ASSIGNED TASK:
Nothing in the records should be changed in the copy, though the pictures must be left out.

ENTRIES SUPPLIED:
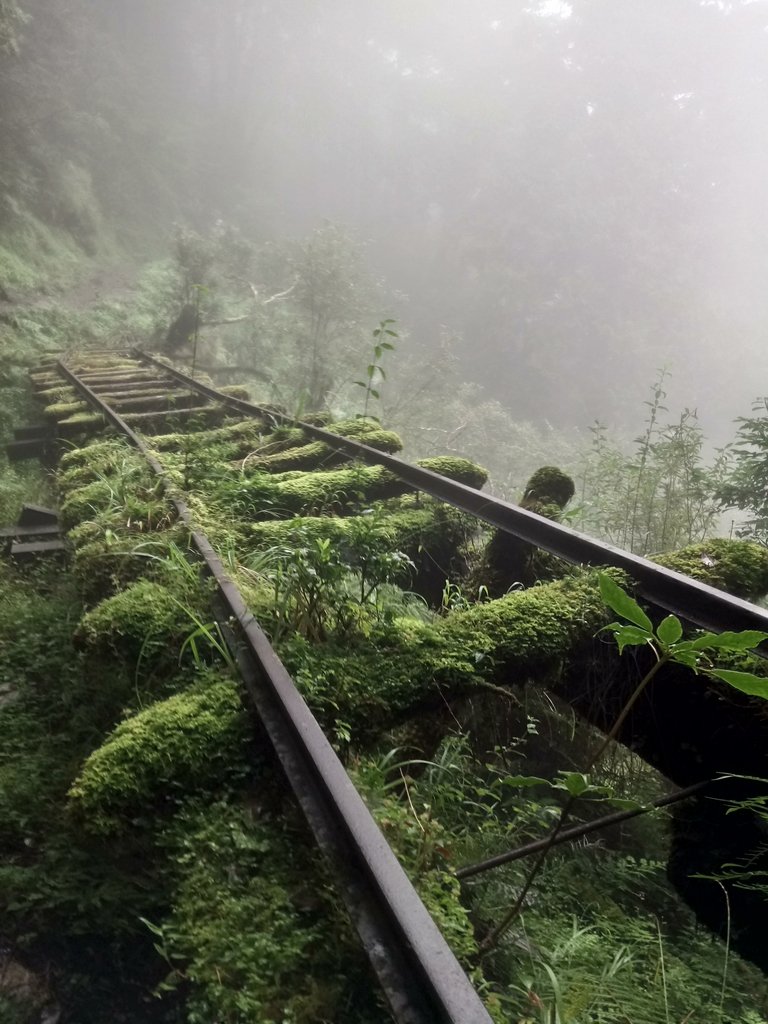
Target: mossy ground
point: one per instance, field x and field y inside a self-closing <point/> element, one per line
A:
<point x="156" y="799"/>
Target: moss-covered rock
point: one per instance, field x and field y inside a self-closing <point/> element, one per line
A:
<point x="107" y="563"/>
<point x="508" y="561"/>
<point x="317" y="455"/>
<point x="740" y="567"/>
<point x="337" y="491"/>
<point x="458" y="469"/>
<point x="192" y="741"/>
<point x="143" y="619"/>
<point x="62" y="410"/>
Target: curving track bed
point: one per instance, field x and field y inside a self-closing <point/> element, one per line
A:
<point x="160" y="412"/>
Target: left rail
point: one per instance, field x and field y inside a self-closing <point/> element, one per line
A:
<point x="419" y="974"/>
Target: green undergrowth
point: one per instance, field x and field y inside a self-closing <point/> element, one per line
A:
<point x="131" y="765"/>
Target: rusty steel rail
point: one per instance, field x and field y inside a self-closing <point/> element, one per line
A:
<point x="691" y="600"/>
<point x="417" y="970"/>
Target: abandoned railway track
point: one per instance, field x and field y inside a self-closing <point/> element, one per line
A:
<point x="137" y="395"/>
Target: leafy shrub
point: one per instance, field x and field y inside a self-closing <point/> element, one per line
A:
<point x="190" y="741"/>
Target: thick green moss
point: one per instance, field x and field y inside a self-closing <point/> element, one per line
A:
<point x="62" y="410"/>
<point x="58" y="393"/>
<point x="740" y="567"/>
<point x="457" y="469"/>
<point x="138" y="508"/>
<point x="508" y="561"/>
<point x="103" y="565"/>
<point x="188" y="742"/>
<point x="92" y="462"/>
<point x="317" y="454"/>
<point x="548" y="485"/>
<point x="143" y="619"/>
<point x="412" y="665"/>
<point x="295" y="493"/>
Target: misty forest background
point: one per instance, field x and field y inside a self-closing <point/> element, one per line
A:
<point x="554" y="201"/>
<point x="557" y="211"/>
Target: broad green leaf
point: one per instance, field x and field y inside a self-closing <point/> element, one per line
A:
<point x="687" y="657"/>
<point x="744" y="640"/>
<point x="670" y="630"/>
<point x="624" y="804"/>
<point x="743" y="681"/>
<point x="621" y="602"/>
<point x="629" y="636"/>
<point x="521" y="780"/>
<point x="574" y="782"/>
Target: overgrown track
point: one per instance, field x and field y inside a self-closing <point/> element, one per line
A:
<point x="693" y="601"/>
<point x="419" y="974"/>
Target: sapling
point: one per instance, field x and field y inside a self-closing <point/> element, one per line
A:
<point x="374" y="371"/>
<point x="669" y="645"/>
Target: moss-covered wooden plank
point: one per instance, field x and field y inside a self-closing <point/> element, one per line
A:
<point x="337" y="491"/>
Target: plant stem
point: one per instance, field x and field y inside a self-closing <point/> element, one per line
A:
<point x="492" y="939"/>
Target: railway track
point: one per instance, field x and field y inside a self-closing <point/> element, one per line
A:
<point x="419" y="974"/>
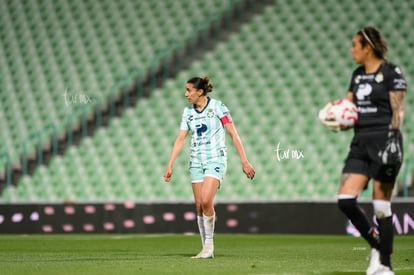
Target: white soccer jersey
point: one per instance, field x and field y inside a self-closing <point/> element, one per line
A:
<point x="208" y="135"/>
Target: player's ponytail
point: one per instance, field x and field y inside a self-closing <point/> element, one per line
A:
<point x="373" y="37"/>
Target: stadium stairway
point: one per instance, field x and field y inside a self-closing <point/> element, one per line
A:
<point x="90" y="119"/>
<point x="274" y="89"/>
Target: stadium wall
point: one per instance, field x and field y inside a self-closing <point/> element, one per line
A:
<point x="131" y="217"/>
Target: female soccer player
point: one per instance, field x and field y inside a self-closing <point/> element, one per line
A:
<point x="207" y="119"/>
<point x="378" y="89"/>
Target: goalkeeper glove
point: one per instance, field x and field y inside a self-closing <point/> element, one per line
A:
<point x="329" y="122"/>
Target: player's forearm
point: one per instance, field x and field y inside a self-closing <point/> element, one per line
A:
<point x="397" y="106"/>
<point x="239" y="148"/>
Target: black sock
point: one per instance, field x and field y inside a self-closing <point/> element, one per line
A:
<point x="350" y="208"/>
<point x="386" y="232"/>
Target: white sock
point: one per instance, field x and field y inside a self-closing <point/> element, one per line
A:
<point x="200" y="222"/>
<point x="209" y="228"/>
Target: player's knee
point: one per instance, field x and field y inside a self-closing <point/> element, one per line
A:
<point x="382" y="209"/>
<point x="347" y="204"/>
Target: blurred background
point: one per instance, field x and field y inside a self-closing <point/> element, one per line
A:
<point x="92" y="94"/>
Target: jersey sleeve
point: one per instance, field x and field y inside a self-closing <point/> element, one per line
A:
<point x="183" y="124"/>
<point x="353" y="80"/>
<point x="223" y="113"/>
<point x="396" y="80"/>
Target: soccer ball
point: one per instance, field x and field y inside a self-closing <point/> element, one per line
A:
<point x="345" y="112"/>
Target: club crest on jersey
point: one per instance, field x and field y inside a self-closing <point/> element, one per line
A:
<point x="379" y="77"/>
<point x="210" y="113"/>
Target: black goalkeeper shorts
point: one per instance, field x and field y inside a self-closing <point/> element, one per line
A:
<point x="363" y="157"/>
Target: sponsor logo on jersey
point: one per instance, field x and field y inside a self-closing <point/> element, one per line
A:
<point x="210" y="113"/>
<point x="363" y="91"/>
<point x="379" y="77"/>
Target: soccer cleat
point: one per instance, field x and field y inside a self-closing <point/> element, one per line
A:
<point x="384" y="270"/>
<point x="374" y="262"/>
<point x="206" y="253"/>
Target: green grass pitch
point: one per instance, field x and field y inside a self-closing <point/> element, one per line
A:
<point x="170" y="254"/>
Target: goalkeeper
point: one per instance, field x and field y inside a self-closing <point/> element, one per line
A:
<point x="378" y="90"/>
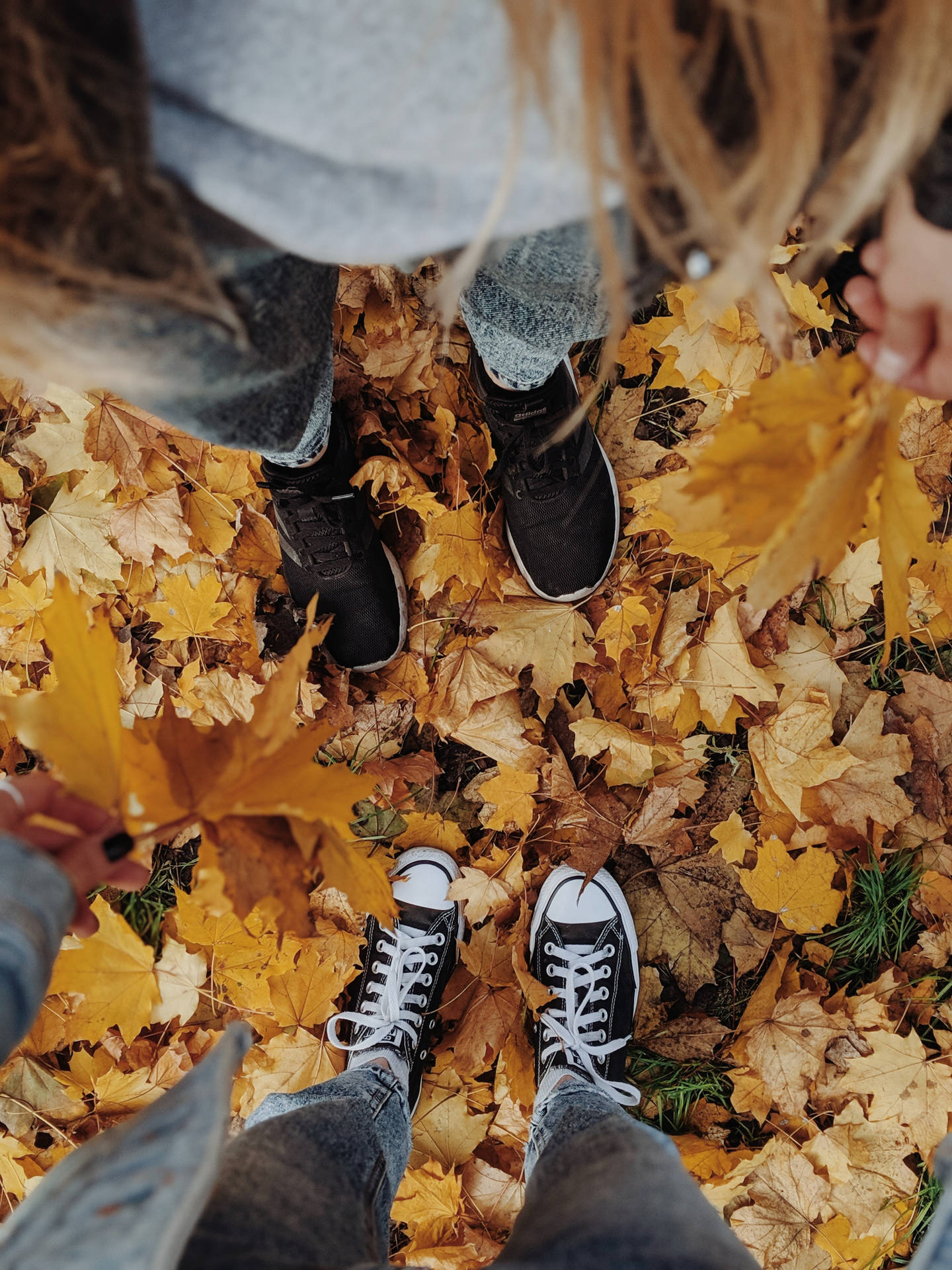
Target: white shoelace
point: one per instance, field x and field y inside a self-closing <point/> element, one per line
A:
<point x="571" y="1020"/>
<point x="391" y="1007"/>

YOUR SOLUTION:
Target: mossy ground
point: one per instance, field x and field y inside a self-closing <point/> element, one per line
A:
<point x="156" y="799"/>
Target: moss-covered rock
point: one per instance, field x and field y inside a self-closing <point/> element, one per line
A:
<point x="107" y="563"/>
<point x="508" y="561"/>
<point x="317" y="455"/>
<point x="740" y="567"/>
<point x="337" y="491"/>
<point x="458" y="469"/>
<point x="192" y="741"/>
<point x="143" y="619"/>
<point x="62" y="410"/>
Target: curving track bed
point: one per instance, field x and field y inside a self-closing <point/> element, one per line
A:
<point x="160" y="412"/>
Target: left rail
point: one per instance, field x and field y inside a self-closing <point/> element, one per line
A:
<point x="419" y="974"/>
Target: green undergrowth
point: one per instance, field x and field y inside a self-closing <point/> element, one per line
A:
<point x="131" y="765"/>
Target: rusty steel rail
point: one per instance, field x and field y inside a self-closing <point/> element, one per line
A:
<point x="691" y="600"/>
<point x="417" y="970"/>
Target: abandoned railway track
point: one per instance, field x and field y inside a self-closing <point/> element, one per line
A:
<point x="137" y="395"/>
Target: leafy shrub
point: one per instance, field x and field y inside a self-closing <point/> element, one per line
A:
<point x="190" y="741"/>
Target: thick green moss
point: one per instance, field x and field y inside a self-closing <point/> element, one per line
A:
<point x="62" y="410"/>
<point x="58" y="393"/>
<point x="740" y="567"/>
<point x="457" y="469"/>
<point x="138" y="508"/>
<point x="508" y="561"/>
<point x="103" y="565"/>
<point x="188" y="742"/>
<point x="92" y="462"/>
<point x="317" y="454"/>
<point x="548" y="485"/>
<point x="143" y="619"/>
<point x="412" y="665"/>
<point x="295" y="493"/>
Target: misty forest background
point: one per instance, field x and field y inside a self-closing <point/> element, one per line
A:
<point x="554" y="201"/>
<point x="557" y="211"/>
Target: broad green leaf
point: one per instance, field x and field y inside a self-closing <point/> element, one per line
A:
<point x="687" y="657"/>
<point x="744" y="640"/>
<point x="670" y="630"/>
<point x="624" y="804"/>
<point x="743" y="681"/>
<point x="621" y="602"/>
<point x="629" y="636"/>
<point x="521" y="780"/>
<point x="574" y="782"/>
Target: overgrown track
point: one per instance, field x and field y inside a self-closing <point/> element, one per line
A:
<point x="693" y="601"/>
<point x="419" y="974"/>
Target: sapling
point: one per instance, field x and field y inside a self-closing <point/> element, one per line
A:
<point x="374" y="371"/>
<point x="669" y="645"/>
Target: moss-covered wooden plank
point: one per instance, field x and field y inside a self-closing <point/> element, one per line
A:
<point x="337" y="491"/>
Target: plant stem
point: one per instance, field x and field y inside a self-closing <point/> element, one per line
A:
<point x="492" y="939"/>
Target: railway track
point: one per instance, field x and field y inside a self-closing <point/> element, one per line
A:
<point x="419" y="974"/>
Target: white soccer jersey
point: one per instance, field x and field y inside a self-closing <point/> element, one per line
A:
<point x="208" y="135"/>
Target: player's ponytail
point: one per instance, field x and field y inside a self-closing <point/> element, one per line
A:
<point x="373" y="37"/>
Target: stadium stairway
point: one per instance, field x and field y inside a self-closing <point/> element, one per line
A:
<point x="90" y="119"/>
<point x="274" y="89"/>
Target: stadium wall
point: one per instance, field x and field y inside a self-closing <point/> element, one per line
A:
<point x="131" y="217"/>
Target: female soccer player
point: one per instance, field x and field y inside a self-closing <point/> element, one per line
A:
<point x="207" y="119"/>
<point x="378" y="89"/>
Target: goalkeeper glove
point: one per instance, field x and field y inside a self-closing <point/> element, one per line
A:
<point x="329" y="122"/>
Target: player's forearm
point: one per instance, field x and field y inside a self-closing <point/> element, one per line
A:
<point x="397" y="106"/>
<point x="239" y="148"/>
Target: black sock
point: one per instance, field x and field y inside a self-closing <point/> element, one per line
A:
<point x="350" y="208"/>
<point x="386" y="232"/>
Target: white sock
point: one per instance, field x and field y inside a self-closing <point/> element, one per line
A:
<point x="200" y="222"/>
<point x="209" y="228"/>
Target: player's knee
point: one per instance, field x and field y inside a self-closing <point/> element, one per line
A:
<point x="382" y="209"/>
<point x="347" y="204"/>
Target: blurred background
point: one per instance, field x and field y inside a self-closing <point/> element, one per line
A:
<point x="92" y="94"/>
Target: jersey sleeve
point: one per instance, field x and field y inside a self-closing <point/> element, one per line
A:
<point x="183" y="124"/>
<point x="353" y="80"/>
<point x="223" y="113"/>
<point x="396" y="80"/>
Target: soccer ball
point: one per instance, field x and field y inside a self-closing <point/> element, one per line
A:
<point x="345" y="112"/>
Target: club crest on jersey
point: one per instance, field x and field y inside a self-closing <point/> element, one per line
A:
<point x="379" y="77"/>
<point x="210" y="113"/>
Target: black goalkeeper shorts
point: one per instance, field x and field y inside a self-closing <point/> element, one per line
A:
<point x="363" y="157"/>
Target: sponsor logo on jersey
point: one per instance, field x and field y inside a self-closing <point/> element, one per line
A:
<point x="210" y="113"/>
<point x="363" y="91"/>
<point x="379" y="77"/>
Target: soccer cleat
point: one per instance, field x and field y inside a self-closing <point/> element, one per line
A:
<point x="384" y="270"/>
<point x="374" y="262"/>
<point x="206" y="253"/>
Target: green grass pitch
point: one per instance, field x and field y inside a self-closing <point/> element, one per line
A:
<point x="170" y="254"/>
Target: goalkeeper
point: one per instance, field x and field y inside a self-closing <point/> element, one per line
A:
<point x="378" y="90"/>
Target: white shoelace
point: one per instance, field x and field y inside a self-closing <point/> element, one per line
A:
<point x="571" y="1020"/>
<point x="391" y="1007"/>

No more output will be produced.